[Aim]
Convert the rows from the line containing "Localize gray machine" up to and including the line containing "[1000, 345, 1025, 368]" into a JSON list of strings, one string per line, leaving out any blank lines.

+-------+

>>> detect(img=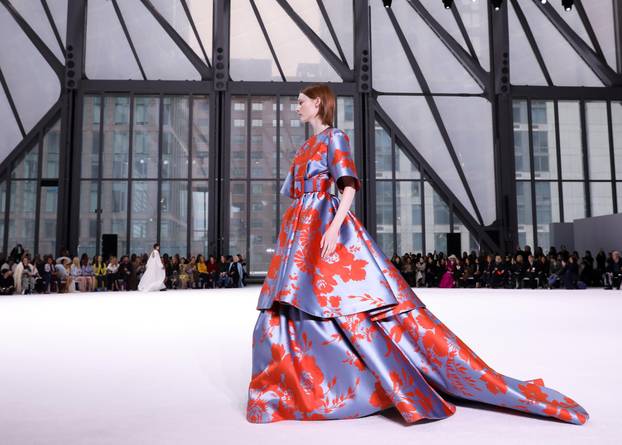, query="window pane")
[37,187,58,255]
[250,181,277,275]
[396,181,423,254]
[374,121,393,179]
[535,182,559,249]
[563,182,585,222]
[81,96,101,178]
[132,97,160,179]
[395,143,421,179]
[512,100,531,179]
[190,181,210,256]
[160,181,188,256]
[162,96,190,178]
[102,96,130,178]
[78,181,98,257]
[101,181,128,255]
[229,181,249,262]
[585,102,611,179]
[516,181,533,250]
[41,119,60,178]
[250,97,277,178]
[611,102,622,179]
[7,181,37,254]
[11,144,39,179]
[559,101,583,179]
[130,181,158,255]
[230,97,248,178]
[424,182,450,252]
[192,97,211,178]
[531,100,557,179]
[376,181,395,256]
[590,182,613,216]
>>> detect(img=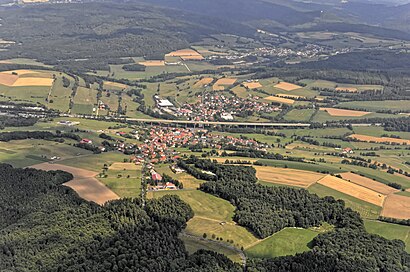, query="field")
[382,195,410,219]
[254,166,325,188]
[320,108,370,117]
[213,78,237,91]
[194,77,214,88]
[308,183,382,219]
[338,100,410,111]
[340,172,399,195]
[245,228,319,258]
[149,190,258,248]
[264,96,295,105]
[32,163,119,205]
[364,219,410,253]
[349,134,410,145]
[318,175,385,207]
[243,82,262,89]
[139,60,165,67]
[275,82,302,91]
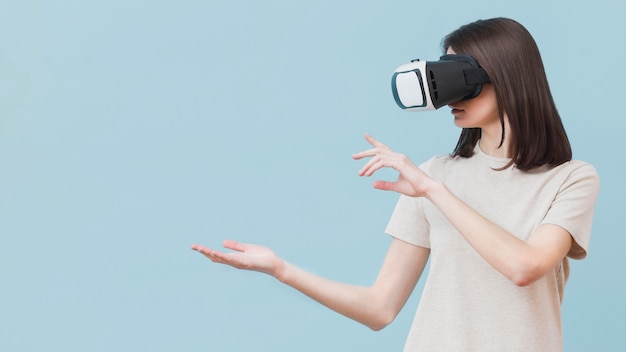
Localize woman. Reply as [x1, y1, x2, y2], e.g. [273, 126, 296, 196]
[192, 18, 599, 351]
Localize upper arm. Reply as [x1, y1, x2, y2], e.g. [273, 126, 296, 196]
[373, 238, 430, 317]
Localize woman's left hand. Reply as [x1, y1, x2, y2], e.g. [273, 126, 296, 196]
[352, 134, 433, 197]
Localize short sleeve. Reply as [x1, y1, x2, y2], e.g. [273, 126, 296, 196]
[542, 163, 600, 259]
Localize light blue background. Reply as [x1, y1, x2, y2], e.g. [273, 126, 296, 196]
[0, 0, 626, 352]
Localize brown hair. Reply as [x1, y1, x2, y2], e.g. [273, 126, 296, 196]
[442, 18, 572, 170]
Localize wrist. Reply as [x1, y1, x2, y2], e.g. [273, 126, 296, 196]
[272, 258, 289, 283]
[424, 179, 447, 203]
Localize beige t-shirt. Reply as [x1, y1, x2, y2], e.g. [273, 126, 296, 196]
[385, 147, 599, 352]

+-------+

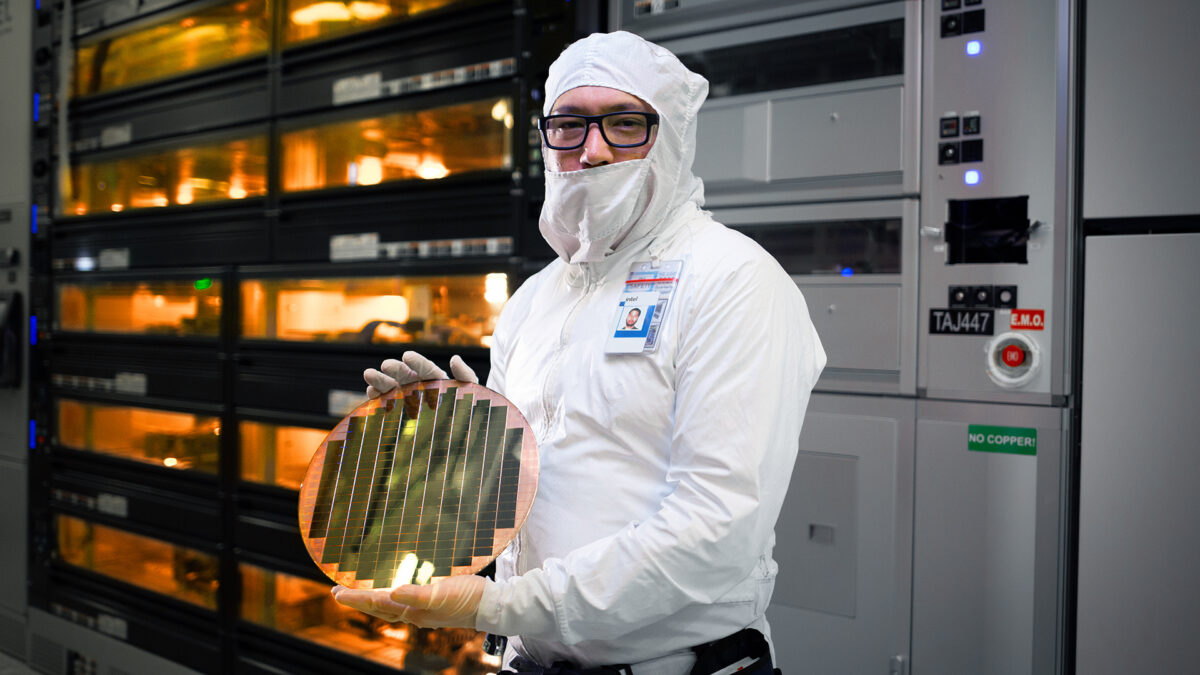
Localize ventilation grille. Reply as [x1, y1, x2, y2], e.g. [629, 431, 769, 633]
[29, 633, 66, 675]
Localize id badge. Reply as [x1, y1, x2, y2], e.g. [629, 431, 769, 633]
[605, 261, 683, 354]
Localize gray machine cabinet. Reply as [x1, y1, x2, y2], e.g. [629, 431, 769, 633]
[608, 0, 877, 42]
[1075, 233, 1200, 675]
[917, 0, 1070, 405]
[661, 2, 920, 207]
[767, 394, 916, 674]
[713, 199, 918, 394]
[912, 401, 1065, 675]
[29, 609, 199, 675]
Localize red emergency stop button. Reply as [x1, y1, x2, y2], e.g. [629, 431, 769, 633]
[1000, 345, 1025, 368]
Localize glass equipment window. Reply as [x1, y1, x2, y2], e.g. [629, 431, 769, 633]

+-------+

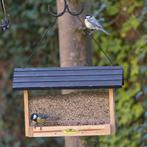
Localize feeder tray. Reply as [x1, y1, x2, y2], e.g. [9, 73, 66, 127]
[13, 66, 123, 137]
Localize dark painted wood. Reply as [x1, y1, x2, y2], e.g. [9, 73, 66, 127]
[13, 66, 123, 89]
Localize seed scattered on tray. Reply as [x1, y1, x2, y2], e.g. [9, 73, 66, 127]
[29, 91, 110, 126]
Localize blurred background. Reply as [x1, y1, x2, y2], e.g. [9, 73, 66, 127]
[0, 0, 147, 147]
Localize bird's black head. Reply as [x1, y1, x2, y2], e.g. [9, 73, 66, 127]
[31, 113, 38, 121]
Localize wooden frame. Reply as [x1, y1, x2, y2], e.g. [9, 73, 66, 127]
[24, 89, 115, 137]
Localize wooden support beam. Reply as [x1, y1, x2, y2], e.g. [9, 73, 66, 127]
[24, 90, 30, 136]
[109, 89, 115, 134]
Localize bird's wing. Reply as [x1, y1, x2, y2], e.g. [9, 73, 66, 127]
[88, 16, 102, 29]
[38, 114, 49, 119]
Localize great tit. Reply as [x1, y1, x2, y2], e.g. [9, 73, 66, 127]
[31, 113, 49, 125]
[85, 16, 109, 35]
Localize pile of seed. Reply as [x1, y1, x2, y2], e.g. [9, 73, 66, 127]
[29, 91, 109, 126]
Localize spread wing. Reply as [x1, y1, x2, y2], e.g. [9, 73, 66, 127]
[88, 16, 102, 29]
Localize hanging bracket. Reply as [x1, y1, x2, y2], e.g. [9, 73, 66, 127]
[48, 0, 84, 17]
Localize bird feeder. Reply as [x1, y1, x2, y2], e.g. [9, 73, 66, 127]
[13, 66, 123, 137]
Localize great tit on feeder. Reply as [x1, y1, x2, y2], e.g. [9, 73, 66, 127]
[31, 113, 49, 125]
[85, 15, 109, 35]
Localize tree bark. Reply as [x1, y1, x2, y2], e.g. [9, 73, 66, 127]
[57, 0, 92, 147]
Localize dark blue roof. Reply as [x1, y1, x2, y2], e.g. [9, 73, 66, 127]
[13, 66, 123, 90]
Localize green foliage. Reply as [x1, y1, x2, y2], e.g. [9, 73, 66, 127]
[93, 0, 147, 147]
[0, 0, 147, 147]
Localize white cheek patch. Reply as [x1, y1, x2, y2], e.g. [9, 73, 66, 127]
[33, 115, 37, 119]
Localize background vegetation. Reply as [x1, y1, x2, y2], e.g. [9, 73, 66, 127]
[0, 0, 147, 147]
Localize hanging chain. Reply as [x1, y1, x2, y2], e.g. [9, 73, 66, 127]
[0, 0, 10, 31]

+-------+

[Task output]
[
  "Localize gray machine cabinet. Reply as [x1, y1, x2, y2], e.g. [629, 431, 769, 633]",
  "[608, 0, 877, 42]",
  "[1075, 233, 1200, 675]",
  "[917, 0, 1070, 405]",
  "[661, 2, 920, 207]",
  "[767, 394, 916, 674]",
  "[713, 199, 918, 394]",
  "[912, 401, 1065, 675]",
  "[29, 609, 199, 675]",
  "Localize red emergency stop button. Reply as [x1, y1, x2, y2], e.g. [629, 431, 769, 633]",
  "[1000, 345, 1025, 368]"
]